[WHAT IS BEING ASKED]
Leave out the pictures and repeat the data exactly.

-.-.-

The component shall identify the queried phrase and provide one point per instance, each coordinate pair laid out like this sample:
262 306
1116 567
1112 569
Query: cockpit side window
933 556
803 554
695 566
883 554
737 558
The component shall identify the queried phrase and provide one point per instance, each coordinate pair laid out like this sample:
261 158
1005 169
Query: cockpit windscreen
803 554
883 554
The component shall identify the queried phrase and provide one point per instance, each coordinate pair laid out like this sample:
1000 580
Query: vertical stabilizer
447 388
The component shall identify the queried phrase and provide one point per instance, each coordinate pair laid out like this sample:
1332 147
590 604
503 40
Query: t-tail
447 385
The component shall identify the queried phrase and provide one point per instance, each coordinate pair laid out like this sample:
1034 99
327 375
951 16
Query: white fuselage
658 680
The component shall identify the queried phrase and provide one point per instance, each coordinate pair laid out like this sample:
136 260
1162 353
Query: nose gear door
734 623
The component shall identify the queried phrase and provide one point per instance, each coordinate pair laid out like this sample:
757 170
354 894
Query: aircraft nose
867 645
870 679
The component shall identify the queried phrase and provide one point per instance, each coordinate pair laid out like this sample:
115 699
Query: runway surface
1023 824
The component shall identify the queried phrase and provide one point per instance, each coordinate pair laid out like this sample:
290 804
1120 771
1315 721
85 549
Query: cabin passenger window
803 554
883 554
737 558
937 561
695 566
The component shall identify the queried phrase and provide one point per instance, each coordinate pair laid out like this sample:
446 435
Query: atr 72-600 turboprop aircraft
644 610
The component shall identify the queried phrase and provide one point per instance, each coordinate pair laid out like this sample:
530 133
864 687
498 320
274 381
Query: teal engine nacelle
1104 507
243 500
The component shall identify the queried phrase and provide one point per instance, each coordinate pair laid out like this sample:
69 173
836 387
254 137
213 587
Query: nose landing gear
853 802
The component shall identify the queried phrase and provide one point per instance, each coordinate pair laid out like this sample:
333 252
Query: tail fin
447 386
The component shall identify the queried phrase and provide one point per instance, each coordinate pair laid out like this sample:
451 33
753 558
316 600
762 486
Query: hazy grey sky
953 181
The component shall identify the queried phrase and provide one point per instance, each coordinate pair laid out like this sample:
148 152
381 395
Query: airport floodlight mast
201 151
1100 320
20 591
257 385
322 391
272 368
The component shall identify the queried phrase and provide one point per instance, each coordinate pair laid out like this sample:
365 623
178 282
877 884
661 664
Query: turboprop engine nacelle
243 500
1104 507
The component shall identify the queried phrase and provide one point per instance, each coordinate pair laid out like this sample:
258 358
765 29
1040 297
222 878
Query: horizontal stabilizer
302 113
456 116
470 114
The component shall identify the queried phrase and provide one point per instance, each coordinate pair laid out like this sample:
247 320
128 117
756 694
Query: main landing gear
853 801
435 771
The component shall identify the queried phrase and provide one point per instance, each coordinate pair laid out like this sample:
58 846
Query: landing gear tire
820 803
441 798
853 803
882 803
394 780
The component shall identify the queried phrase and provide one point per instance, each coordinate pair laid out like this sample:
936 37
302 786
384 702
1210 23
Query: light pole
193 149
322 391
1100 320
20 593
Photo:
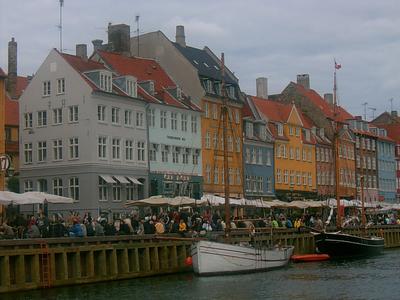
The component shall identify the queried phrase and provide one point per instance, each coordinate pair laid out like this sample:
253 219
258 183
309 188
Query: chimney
97 44
81 51
180 35
119 38
328 97
12 68
262 87
304 80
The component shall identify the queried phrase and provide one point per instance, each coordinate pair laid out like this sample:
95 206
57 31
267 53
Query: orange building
295 167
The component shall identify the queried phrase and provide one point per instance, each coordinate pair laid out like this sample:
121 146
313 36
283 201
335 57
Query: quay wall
43 263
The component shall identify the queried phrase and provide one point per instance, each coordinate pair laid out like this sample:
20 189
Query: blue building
258 150
386 166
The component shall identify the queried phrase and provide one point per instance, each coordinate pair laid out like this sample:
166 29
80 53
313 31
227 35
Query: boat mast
225 125
336 150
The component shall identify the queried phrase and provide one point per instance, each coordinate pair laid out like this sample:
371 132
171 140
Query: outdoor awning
134 180
108 178
121 179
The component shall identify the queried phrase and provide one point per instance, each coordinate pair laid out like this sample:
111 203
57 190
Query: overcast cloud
275 39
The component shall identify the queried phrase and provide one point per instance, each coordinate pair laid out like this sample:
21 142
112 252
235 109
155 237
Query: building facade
198 73
295 167
258 155
83 136
173 126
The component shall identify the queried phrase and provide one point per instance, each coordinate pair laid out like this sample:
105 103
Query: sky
274 39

-.-.-

[RESPONSE TO THIS TASK]
The component shall identify the queried phrase and provide one point per instance, each coordinate pair laid out like this sample:
262 306
1116 567
1112 569
Query: cockpit side window
933 556
803 554
695 566
883 554
737 558
The component shall identify the queried phrase and provide one point per instance, each coordinate pair laid out like this sample:
261 158
1005 169
Query: cockpit windscreen
803 554
883 554
The component shall identify the queried phrase and provide one point per instance, each coordinate pair laid out like this sample:
1000 580
Query: vertical stabilizer
447 388
The component shall identify the queried phrase and provide one point per instance, each coordinate pair laid out like this sample:
1332 147
590 604
503 40
Query: t-tail
447 385
The component shall identify the queried phrase and provide one point per instance, each coordinate pair laid out like this sample:
1034 99
327 375
951 16
Query: white fuselage
658 680
The component shall identify the queried phrase and provide one point per instance, each coordinate pair laid out like this sample:
136 260
1162 353
Query: nose gear door
734 623
The component shall identify the queried phrase and provide one point per instance, each coordinate pair laid out like this sample:
757 170
354 894
Query: aircraft nose
867 645
870 679
The component shall identify the queried phrase and provide one point per instance, each coordinate pair laid out like this sample:
115 699
Query: runway surface
1023 824
The component shall identify the queried phrase and provide one point per instance, each coordinate pair laid out like this sample:
290 804
1120 771
1315 721
85 549
Query: cabin passenger window
803 554
883 554
737 558
937 561
695 566
The component shall identify the queried phrase and provide one point per instance, each coordinate pair laid out like this sample:
446 435
Query: atr 72-600 turboprop aircraft
644 610
The component shall identify the queried phrase and provide one point per instance, each coordinate pair laid out like this sample:
530 133
864 687
498 320
274 381
Query: teal engine nacelle
1104 507
243 500
The component shall identify the queried phrase and provide one point per instance, each coordinate pair laid out like this sample:
69 173
836 387
254 137
213 587
Query: nose landing gear
853 802
The component shall identify the queried phrase and provide one point per instance, each coordinate pair laid out like this sample:
333 252
Query: tail fin
447 386
The component shall identify the queried phrase and provide one point per instance, each coordinate pair laid out like this sample:
451 33
753 558
316 600
762 486
Query: hazy grey sky
953 181
The component shall identify the queried phrase and provide one point per instance, each coordinate pair laid out like this sample:
148 152
381 395
Query: airport floodlight mast
201 151
1100 320
20 591
257 385
322 391
272 368
The component shall identify the queried phrase and provide one point per instance, each coordinate pair laid out like this sample:
365 623
178 282
877 884
661 664
Query: turboprop engine nacelle
243 500
1104 507
The component shall identify the queried phrase and provide one point per instance, each coordinate pair laid out like this sample:
258 358
765 29
1040 297
222 878
Query: horizontal stabilizer
302 113
456 116
470 114
The component shall identify the queried phrase and provide one point per instance, each coordinate pair laid out like this sample:
247 320
128 117
756 694
Query: main landing gear
853 801
435 771
The component shall identify the queried phrase and provide one point per instance, each coordinate pair laid out like this sample:
58 846
Query: landing gear tire
820 803
441 798
853 803
882 803
394 780
The component shall identify the queried phrase and provide one point per instance, each coordinate pair laid out like this sample:
936 37
302 786
384 702
1210 23
Query: light pole
193 149
322 391
1100 320
20 593
Photo:
The component shall identify the queried phrase and provide one point per instance, each coordinate pair laid out like this sample:
253 219
258 183
309 188
Query: chimney
97 44
81 51
180 35
119 38
328 97
12 68
262 87
304 80
The component shall identify the queried phrase and provide one point per instance, each coordinate pair laid out like this sample:
95 206
57 31
267 53
Query: orange building
295 167
The component shall identify the queried phrase and provide one point per instance, each coordinate pair laid out like this sample:
121 146
313 36
283 201
335 57
Query: quay wall
43 263
The component shall identify the queried phrase and provide one point per instance, each coordinate pair laid out like this sample:
20 189
Query: blue building
258 150
386 166
The component shall identify the queried phrase and provide one point per instance, each coordinate pair laid out like this sample:
166 29
80 53
313 31
227 35
Query: boat mast
225 125
336 150
The component shall identify the queried phrase and provide one point per instance, each coordinate pair laid out like this sample:
371 132
171 140
Query: outdoor awning
134 180
108 178
121 179
The component shall identify the queried phrase and provide one point per instance, each coordinate pair laid out like this sample:
111 203
57 190
Query: overcast cloud
275 39
The component shall identify the queried phrase and provide one point per instance, each coordinate pair laid out like this sample:
21 142
112 252
235 109
155 237
Query: building facade
198 73
295 167
258 155
83 136
173 126
The component shall identify the queried phrase and provide one point per instance, each coordinate pair laid out like this sample:
105 103
Query: sky
274 39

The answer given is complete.